= Work item =
Every line from the line containing "pin: the white ceramic mug, one" through the final line below must be returned exactly, and no other line.

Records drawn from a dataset
═══

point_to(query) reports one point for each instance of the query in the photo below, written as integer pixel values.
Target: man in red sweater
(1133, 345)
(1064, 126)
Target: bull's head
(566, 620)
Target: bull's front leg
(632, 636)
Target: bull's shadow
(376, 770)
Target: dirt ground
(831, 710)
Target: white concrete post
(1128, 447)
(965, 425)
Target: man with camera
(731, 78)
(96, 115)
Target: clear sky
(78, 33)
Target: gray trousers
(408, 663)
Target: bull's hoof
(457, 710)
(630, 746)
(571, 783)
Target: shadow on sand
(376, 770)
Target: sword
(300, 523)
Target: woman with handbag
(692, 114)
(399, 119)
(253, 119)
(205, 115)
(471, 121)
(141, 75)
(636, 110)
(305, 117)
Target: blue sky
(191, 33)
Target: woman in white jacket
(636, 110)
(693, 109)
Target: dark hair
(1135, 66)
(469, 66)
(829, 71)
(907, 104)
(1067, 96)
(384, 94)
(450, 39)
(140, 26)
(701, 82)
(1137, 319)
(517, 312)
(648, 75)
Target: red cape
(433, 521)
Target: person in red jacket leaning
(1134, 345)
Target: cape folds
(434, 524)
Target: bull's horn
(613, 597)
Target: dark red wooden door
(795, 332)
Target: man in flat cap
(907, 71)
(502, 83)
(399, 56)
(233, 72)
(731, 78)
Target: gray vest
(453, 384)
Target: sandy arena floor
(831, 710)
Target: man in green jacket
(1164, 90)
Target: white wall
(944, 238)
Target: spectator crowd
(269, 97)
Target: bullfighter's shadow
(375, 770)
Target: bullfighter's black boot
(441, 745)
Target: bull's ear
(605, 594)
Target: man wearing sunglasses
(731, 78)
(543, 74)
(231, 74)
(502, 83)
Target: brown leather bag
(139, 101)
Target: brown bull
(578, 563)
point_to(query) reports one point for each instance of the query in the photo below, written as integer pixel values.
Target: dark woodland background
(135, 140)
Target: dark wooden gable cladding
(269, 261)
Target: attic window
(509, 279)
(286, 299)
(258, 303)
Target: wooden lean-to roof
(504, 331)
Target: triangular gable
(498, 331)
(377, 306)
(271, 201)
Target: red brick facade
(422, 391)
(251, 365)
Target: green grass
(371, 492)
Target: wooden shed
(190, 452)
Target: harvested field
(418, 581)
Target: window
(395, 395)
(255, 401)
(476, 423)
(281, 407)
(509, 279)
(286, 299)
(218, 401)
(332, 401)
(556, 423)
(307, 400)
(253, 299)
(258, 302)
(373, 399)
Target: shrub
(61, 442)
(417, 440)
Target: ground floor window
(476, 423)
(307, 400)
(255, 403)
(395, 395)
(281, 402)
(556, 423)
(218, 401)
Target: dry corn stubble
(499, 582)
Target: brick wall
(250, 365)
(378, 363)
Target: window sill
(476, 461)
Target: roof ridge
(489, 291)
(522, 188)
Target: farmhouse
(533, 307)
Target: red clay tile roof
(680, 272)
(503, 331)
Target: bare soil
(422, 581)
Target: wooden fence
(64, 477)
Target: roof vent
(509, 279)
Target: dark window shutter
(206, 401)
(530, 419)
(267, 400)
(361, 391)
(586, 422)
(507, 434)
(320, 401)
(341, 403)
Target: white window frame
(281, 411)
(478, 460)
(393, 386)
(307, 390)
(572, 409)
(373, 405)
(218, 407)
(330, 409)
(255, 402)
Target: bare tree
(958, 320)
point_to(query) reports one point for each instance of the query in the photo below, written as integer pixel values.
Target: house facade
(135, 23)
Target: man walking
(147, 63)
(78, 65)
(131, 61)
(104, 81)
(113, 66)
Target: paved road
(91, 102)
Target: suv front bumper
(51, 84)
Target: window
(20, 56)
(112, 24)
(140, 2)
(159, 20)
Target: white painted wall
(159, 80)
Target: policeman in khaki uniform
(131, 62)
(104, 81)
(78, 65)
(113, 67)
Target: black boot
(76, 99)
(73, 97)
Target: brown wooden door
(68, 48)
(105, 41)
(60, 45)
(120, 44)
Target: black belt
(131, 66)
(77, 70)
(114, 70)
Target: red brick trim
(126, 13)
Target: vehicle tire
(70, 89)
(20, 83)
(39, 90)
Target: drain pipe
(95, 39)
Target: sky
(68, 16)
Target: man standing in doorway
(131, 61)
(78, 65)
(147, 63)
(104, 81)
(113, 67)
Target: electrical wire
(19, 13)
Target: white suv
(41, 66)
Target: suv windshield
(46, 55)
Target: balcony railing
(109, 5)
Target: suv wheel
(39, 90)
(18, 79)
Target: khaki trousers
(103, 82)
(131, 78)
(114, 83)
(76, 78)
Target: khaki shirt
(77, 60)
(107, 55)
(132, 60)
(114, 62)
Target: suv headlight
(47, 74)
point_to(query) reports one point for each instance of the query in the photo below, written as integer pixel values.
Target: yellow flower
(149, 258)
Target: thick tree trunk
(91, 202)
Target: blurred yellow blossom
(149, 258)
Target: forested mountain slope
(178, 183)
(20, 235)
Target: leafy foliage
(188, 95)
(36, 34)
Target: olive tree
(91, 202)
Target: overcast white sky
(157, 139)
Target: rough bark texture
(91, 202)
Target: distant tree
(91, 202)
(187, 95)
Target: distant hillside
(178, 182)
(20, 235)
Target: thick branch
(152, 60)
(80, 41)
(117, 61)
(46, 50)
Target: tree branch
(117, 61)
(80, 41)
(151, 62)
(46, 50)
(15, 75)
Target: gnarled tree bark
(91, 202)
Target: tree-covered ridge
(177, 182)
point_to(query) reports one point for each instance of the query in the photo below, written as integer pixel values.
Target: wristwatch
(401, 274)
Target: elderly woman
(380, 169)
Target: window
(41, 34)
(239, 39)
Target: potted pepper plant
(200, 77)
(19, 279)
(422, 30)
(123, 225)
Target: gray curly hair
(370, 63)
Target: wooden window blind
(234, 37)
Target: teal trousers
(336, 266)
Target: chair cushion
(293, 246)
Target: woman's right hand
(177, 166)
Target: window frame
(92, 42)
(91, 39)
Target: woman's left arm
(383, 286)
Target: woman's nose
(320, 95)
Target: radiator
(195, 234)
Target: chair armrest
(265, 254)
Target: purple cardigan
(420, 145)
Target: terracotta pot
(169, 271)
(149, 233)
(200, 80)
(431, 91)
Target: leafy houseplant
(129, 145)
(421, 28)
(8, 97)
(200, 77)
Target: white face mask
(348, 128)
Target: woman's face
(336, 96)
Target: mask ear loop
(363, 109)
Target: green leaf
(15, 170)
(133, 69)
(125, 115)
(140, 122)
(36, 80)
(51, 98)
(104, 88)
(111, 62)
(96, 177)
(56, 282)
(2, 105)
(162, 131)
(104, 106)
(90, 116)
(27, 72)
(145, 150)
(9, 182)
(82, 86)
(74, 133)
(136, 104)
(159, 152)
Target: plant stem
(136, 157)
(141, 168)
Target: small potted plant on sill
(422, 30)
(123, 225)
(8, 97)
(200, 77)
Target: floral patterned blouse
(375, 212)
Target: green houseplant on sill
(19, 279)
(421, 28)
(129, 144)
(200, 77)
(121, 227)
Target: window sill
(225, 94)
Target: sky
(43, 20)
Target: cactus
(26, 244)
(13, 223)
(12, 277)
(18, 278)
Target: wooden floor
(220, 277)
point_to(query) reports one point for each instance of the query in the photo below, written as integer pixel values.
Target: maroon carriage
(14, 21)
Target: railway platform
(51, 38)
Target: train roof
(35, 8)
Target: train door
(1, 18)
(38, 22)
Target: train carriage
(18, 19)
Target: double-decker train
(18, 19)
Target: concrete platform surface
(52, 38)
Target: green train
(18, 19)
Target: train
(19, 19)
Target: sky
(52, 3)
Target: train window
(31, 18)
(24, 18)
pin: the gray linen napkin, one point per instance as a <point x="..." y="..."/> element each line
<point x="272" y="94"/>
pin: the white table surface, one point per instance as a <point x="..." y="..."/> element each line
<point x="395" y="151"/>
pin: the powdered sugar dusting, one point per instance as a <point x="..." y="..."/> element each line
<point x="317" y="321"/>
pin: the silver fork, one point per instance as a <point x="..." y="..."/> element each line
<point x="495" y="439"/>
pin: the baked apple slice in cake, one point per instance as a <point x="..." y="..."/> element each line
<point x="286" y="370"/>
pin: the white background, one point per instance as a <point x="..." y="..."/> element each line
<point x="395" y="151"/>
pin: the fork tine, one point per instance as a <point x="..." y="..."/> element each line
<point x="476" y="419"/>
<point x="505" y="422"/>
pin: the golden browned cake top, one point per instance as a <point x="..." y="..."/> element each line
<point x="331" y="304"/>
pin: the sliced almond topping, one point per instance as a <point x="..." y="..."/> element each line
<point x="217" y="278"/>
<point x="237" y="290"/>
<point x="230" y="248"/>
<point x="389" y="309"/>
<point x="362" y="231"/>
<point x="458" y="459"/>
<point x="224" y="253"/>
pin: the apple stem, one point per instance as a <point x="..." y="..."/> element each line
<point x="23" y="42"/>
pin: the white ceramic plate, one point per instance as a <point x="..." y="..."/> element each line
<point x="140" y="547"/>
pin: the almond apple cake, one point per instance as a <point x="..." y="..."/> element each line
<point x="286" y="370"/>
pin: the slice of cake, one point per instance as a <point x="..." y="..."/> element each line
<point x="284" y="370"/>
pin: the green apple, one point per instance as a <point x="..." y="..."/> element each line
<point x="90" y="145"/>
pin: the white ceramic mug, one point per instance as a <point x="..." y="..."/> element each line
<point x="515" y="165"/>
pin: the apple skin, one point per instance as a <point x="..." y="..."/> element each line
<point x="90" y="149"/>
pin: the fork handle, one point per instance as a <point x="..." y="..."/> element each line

═══

= Written answer =
pin: the white ceramic mug, one point per instance as a <point x="..." y="..."/> element each line
<point x="515" y="165"/>
pin: the apple skin, one point per instance as a <point x="..." y="..."/> element each line
<point x="90" y="149"/>
pin: the fork handle, one point per instance as a <point x="..." y="..."/> element each line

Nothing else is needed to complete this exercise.